### Supplied information
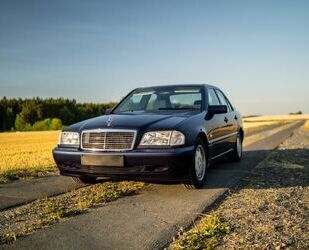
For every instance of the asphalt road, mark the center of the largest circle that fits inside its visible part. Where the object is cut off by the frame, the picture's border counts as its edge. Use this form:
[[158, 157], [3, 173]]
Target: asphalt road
[[150, 219]]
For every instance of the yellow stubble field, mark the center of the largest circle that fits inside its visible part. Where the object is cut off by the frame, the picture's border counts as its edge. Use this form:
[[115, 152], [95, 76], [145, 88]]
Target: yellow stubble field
[[24, 154]]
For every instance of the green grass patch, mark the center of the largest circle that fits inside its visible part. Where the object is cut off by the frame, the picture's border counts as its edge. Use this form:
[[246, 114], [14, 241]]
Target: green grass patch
[[41, 213], [205, 235]]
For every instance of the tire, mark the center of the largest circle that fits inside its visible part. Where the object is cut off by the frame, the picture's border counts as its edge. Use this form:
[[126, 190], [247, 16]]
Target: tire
[[197, 172], [238, 150], [84, 180]]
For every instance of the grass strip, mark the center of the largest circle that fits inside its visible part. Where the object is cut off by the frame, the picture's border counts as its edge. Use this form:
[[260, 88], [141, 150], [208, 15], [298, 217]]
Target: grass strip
[[24, 220], [205, 235], [269, 209]]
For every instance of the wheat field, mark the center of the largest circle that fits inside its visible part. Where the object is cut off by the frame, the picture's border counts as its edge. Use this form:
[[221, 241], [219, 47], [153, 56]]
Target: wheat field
[[29, 154], [24, 154]]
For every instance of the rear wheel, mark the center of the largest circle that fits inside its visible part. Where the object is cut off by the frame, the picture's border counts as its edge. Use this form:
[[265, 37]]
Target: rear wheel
[[237, 152], [197, 172], [84, 180]]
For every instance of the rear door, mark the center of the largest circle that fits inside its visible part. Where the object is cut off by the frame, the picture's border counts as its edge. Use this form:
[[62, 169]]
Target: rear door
[[230, 128], [216, 127]]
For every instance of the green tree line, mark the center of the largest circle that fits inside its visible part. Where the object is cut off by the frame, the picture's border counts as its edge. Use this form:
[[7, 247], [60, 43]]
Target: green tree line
[[45, 114]]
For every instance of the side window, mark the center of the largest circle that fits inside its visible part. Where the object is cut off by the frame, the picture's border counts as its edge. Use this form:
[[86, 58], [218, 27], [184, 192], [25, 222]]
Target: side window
[[223, 100], [212, 97]]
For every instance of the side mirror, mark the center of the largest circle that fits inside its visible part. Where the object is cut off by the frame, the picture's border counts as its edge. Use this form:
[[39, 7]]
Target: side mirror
[[108, 111], [215, 109]]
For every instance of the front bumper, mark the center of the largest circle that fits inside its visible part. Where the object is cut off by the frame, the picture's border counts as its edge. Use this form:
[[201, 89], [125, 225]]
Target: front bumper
[[154, 164]]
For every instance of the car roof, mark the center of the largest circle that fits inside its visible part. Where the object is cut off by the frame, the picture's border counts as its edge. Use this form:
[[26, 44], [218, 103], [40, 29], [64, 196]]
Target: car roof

### Exercise details
Reproduce all the rows above, swapping "Target" for "Label" everywhere and changing nothing else. Omit the pictures.

### Correct answer
For every instance of the asphalt road, mark the center of the largest circle that fits inside its visible part. Where the object is cut off by the frame, the picture's border counts as its edge. Use this form:
[[158, 157], [3, 173]]
Label: asphalt road
[[150, 219]]
For every instance of the yellow stubble field, mark the center of the largest circle that fits inside its visible part. Where the object is cut off by the frame, the picture's border counts as its edge. Use this form:
[[115, 152], [95, 76], [145, 88]]
Label: yellow stubble field
[[24, 154]]
For every instance of the green grass patch, mark the center of the largest circle that fits inside its visible part. Where the object is cut off by the frame, the picture's border counts as its edge. Use this form:
[[246, 114], [14, 241]]
Label: green grass patch
[[41, 213], [205, 235]]
For every instance of the tire, mark the center of the largest circle that fits inside its visible part. Where the object is cut off by the frame, the picture's border counts as its edge. Use this form:
[[126, 190], [247, 16]]
Label: tire
[[197, 172], [238, 150], [84, 180]]
For every instance of the grass strip, mark the center of the largest circle that fits inside its visible part. Where the object is cut off by the frame, the picture's border counts as its edge. Use this form:
[[260, 88], [141, 150], [208, 15], [298, 217]]
Label: grass strip
[[24, 220], [205, 235], [269, 209]]
For every instance of the wheat field, mark the center of the largest circle that fits inside its visible part. Where the object is cut off by the frame, the picture's border counts as its edge. Use this form:
[[221, 241], [219, 47], [153, 56]]
Label: wheat field
[[29, 154], [24, 154]]
For every instance of the rear wheel, mark the center of the largest circle that fits inside its visible part. Where the object is cut off by the frame, the picture's border counts as its edge. Use this form:
[[265, 37]]
Label: rear wheel
[[237, 152], [197, 172], [84, 180]]
For every instance of the rear door, mark the center of the largest circle that fits inside its visible part. Where the object is cut off by the frame, the picture's border counts as its edge. Use this form:
[[62, 169]]
Label: rear door
[[230, 128], [216, 127]]
For every instance of the green tree line, mark the center of the largest circle that fits inside its visible part. Where the object is cut off by the frame, the picture's border counts as its edge. Use this form:
[[7, 247], [60, 43]]
Label: green tree line
[[45, 114]]
For every instance of the side window, mark the center of the largest circle that fits inside its visible part. Where the object is cut off by the frame, the picture's border counts as its edge. Use this form:
[[86, 58], [218, 27], [184, 192], [25, 222]]
Label: side window
[[223, 100], [212, 97]]
For every instance of the side mirror, mark the center of the largest circle that fits inside its visible part. Where the object is cut off by the frame, the picture's border counts as its edge. Use this form:
[[39, 7]]
Label: side mirror
[[108, 111], [215, 109]]
For every instance of the front bumper, mark the center of the largest circle that fits inside its visible part. Where the object is cut off by the frame, the picture's border counts as its edge. Use this form:
[[201, 89], [125, 225]]
Label: front bumper
[[154, 164]]
For every instance of the car roof, mark the center of the largest circle that fits inside its visible part. Where the object is cut off by the frame, the picture's border counts as its edge. Use this form:
[[26, 44], [218, 103], [40, 29], [64, 196]]
Label: car roof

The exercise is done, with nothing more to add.